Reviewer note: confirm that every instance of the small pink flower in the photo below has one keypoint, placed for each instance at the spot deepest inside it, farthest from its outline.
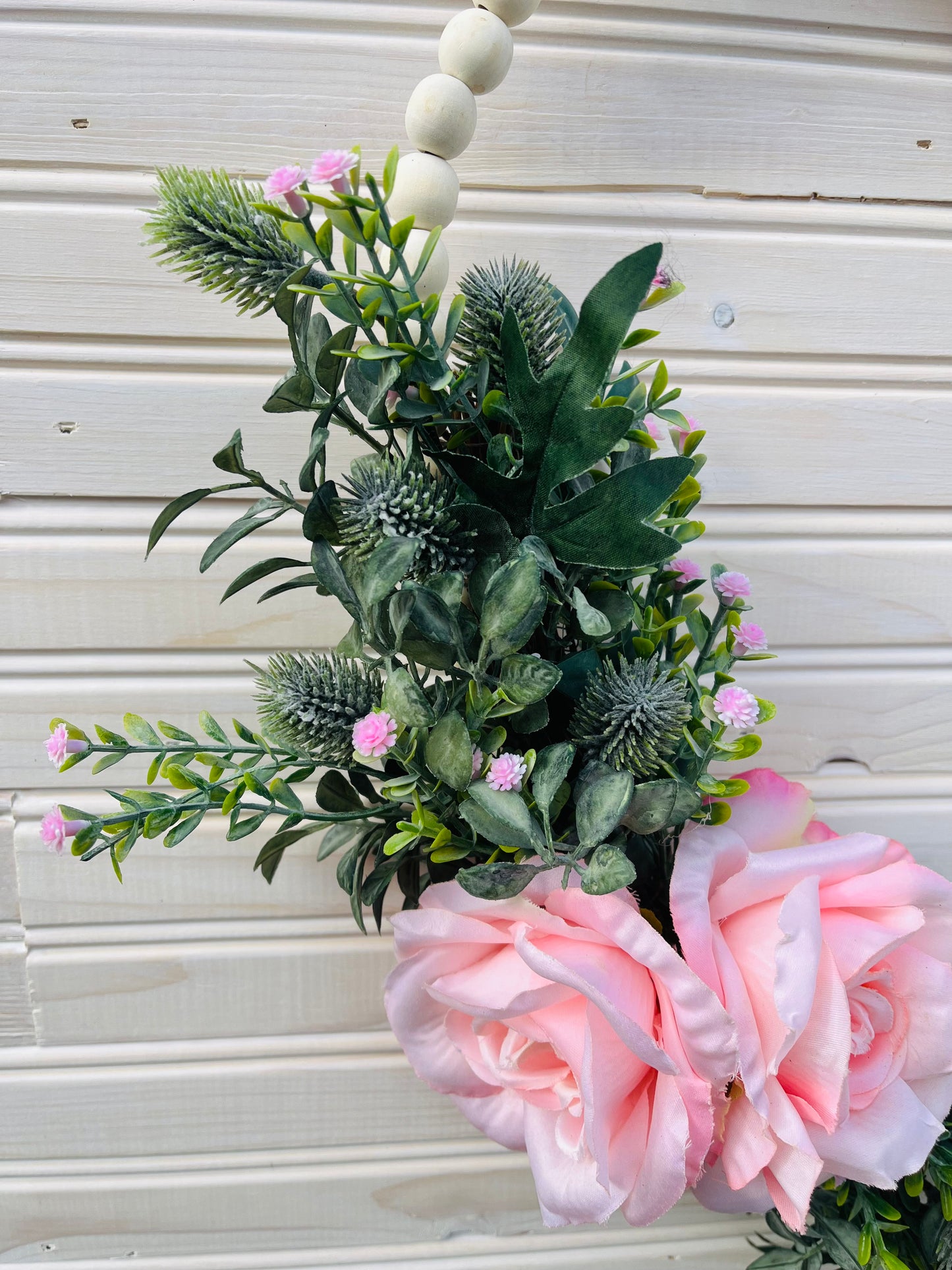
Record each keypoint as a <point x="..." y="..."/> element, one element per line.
<point x="749" y="638"/>
<point x="737" y="708"/>
<point x="686" y="569"/>
<point x="505" y="772"/>
<point x="375" y="734"/>
<point x="55" y="831"/>
<point x="59" y="746"/>
<point x="681" y="434"/>
<point x="331" y="167"/>
<point x="733" y="586"/>
<point x="285" y="181"/>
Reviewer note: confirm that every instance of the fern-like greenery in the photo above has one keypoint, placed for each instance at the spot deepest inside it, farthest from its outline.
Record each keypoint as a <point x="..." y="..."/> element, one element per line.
<point x="208" y="227"/>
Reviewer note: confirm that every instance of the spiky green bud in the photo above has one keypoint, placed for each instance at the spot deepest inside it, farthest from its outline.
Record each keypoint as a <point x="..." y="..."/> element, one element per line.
<point x="208" y="229"/>
<point x="631" y="716"/>
<point x="395" y="497"/>
<point x="310" y="703"/>
<point x="493" y="289"/>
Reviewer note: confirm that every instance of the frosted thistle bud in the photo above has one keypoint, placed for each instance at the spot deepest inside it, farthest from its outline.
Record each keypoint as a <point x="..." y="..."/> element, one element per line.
<point x="493" y="289"/>
<point x="310" y="703"/>
<point x="632" y="716"/>
<point x="391" y="497"/>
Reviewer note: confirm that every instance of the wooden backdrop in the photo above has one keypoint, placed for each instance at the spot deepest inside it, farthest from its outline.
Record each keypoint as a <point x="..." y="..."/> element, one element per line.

|---|

• **Task item**
Above are the entries; write them out again exactly, omitting the pictures.

• **Written solution**
Reviewer note: confirm that every instance of the small pink flower in the photo below has one keypoint, placed for each instance at the spot deepest inside it, farthest from its outline.
Record each keypoint as a <point x="..." y="..."/> element, one element per line.
<point x="749" y="638"/>
<point x="737" y="708"/>
<point x="686" y="569"/>
<point x="505" y="772"/>
<point x="375" y="734"/>
<point x="55" y="831"/>
<point x="59" y="746"/>
<point x="681" y="434"/>
<point x="331" y="167"/>
<point x="733" y="586"/>
<point x="285" y="181"/>
Reviewer note: confirm that every instance of the fern-like greenery in the photo above has one keypoint, placed for each instance at the spot deepest inside it, farthest from its outline.
Record each keypoint as a <point x="..." y="..."/> element, one element per line.
<point x="208" y="227"/>
Reviewer note: confirm that every instance of the spiky green bud in the photo above has one keypoint, placed for each instance at the spot deepest inside it, farthest from its outline.
Record each keypoint as a <point x="..." y="..."/> element, one element per line.
<point x="208" y="229"/>
<point x="631" y="716"/>
<point x="395" y="497"/>
<point x="310" y="703"/>
<point x="493" y="289"/>
Reviewer note: confirm that every instance of the frosted thistle bud in the photo above has one keypoint, placed for each instance at the spot deepest inside it, farthest from its outline.
Record each keypoint as a <point x="..." y="..."/> element, one element per line.
<point x="493" y="289"/>
<point x="310" y="703"/>
<point x="632" y="716"/>
<point x="391" y="497"/>
Reviewer note: confirm that every instance of the wooden backdrop in the photo above has one keypoint, placed for each instance at the spot deepest inside it, farthest from its outline.
Record each keypoint as a <point x="..." y="..."/> element, one element per line.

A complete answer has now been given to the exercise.